■ **GOAL OF THE EXERCISE**: Rewrite the lines starting at the one containing "query: the noun phrase to segment: woman's" and ending at the one containing "498], [394, 484]]", substituting "uncovered leg" for "bare leg" and leaving everything else unchanged.

########

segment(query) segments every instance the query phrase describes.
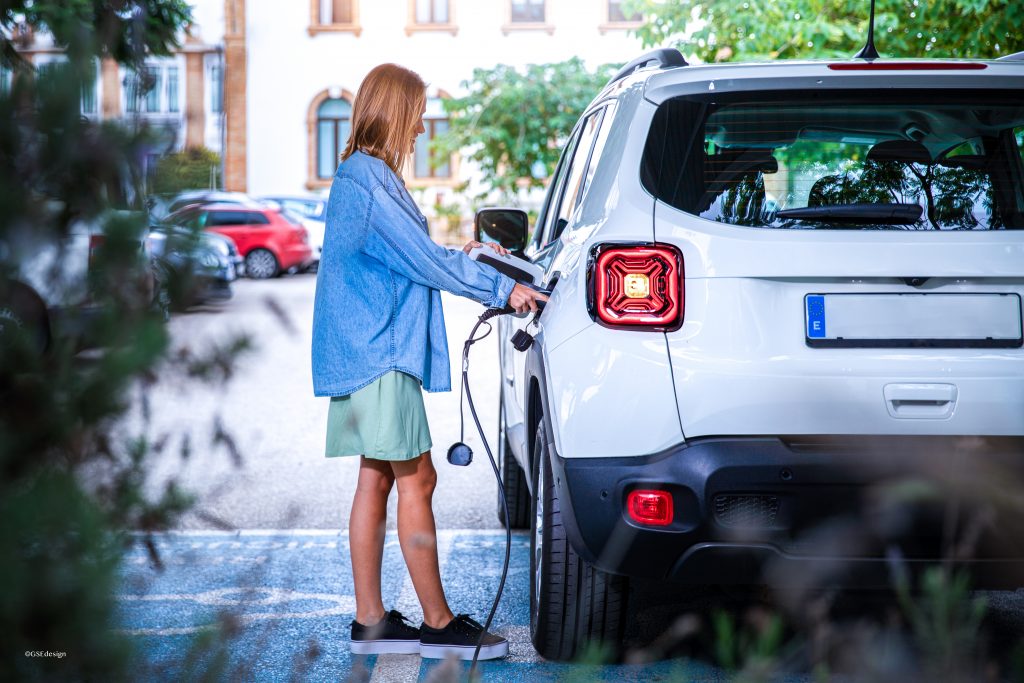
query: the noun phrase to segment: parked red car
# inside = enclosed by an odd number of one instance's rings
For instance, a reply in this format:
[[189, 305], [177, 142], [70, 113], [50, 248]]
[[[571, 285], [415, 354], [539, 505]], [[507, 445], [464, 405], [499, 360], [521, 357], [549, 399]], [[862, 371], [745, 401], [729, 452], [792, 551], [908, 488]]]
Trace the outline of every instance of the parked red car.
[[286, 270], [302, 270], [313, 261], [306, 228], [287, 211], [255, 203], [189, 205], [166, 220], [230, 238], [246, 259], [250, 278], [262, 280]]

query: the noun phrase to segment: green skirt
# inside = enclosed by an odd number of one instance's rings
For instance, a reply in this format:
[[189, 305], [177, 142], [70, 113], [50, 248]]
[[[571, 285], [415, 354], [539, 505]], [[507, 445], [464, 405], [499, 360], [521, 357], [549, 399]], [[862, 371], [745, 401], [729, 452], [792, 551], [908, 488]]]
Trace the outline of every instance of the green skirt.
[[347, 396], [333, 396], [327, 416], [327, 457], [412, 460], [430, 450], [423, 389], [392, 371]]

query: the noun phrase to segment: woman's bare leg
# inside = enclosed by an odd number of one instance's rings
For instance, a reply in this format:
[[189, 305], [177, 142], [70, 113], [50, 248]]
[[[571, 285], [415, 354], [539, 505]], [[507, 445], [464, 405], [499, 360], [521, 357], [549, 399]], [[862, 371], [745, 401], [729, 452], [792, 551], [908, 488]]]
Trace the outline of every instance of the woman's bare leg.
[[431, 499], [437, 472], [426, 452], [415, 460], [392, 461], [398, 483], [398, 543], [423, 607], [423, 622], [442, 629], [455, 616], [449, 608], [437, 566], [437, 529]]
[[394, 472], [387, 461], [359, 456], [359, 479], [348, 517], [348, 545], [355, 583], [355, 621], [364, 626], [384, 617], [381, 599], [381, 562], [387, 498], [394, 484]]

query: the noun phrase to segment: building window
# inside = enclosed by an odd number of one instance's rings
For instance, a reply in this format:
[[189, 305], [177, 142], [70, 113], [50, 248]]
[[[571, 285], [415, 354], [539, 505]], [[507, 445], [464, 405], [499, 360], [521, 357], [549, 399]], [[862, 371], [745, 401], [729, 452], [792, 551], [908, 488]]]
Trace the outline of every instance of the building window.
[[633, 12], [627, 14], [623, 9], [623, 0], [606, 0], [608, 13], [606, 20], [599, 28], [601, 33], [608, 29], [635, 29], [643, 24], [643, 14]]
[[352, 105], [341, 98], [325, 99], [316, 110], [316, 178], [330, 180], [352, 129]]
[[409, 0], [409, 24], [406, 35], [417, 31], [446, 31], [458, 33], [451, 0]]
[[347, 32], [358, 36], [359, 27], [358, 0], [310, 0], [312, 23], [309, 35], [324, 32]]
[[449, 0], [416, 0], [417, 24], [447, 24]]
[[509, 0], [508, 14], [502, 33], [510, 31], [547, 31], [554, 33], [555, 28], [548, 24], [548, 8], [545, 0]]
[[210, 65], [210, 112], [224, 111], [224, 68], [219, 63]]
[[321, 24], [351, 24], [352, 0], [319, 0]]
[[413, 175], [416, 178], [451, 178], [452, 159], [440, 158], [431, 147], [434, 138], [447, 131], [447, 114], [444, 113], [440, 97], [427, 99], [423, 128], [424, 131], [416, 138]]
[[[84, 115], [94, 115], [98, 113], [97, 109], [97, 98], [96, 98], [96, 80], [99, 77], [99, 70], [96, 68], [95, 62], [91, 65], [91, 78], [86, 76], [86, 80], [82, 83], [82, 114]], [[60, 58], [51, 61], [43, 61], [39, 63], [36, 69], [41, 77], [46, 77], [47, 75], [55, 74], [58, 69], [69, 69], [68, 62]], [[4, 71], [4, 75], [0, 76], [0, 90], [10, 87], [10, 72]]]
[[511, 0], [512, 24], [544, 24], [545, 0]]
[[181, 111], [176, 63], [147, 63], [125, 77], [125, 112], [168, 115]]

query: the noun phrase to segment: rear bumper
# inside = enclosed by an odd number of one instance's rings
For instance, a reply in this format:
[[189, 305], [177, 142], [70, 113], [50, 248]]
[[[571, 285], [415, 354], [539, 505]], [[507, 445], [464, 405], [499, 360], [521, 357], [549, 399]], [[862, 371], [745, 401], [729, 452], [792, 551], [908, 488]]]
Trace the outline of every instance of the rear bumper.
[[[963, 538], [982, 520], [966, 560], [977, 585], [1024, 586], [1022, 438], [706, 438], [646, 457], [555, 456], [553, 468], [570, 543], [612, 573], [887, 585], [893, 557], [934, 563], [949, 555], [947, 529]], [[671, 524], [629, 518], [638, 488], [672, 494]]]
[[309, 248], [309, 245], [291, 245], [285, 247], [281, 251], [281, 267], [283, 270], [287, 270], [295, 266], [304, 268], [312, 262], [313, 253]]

########

■ **RESULT OF THIS TASK**:
query: the noun phrase to segment: woman's uncovered leg
# inside = enclosed by an odd number of one instance's rings
For instance, a reply in this format:
[[189, 305], [177, 142], [70, 113], [50, 248]]
[[[571, 285], [415, 354], [539, 505]], [[507, 445], [464, 405], [499, 360], [521, 357], [549, 399]], [[862, 371], [745, 401], [729, 452], [792, 551], [908, 488]]]
Trace the outline of every instance of the woman's uncovered leg.
[[431, 499], [437, 472], [426, 452], [415, 460], [392, 461], [398, 483], [398, 543], [423, 607], [423, 622], [442, 629], [455, 616], [449, 608], [437, 566], [437, 529]]
[[394, 472], [387, 461], [359, 456], [359, 479], [348, 517], [348, 545], [355, 583], [355, 621], [364, 626], [384, 617], [381, 599], [381, 562], [387, 498], [394, 484]]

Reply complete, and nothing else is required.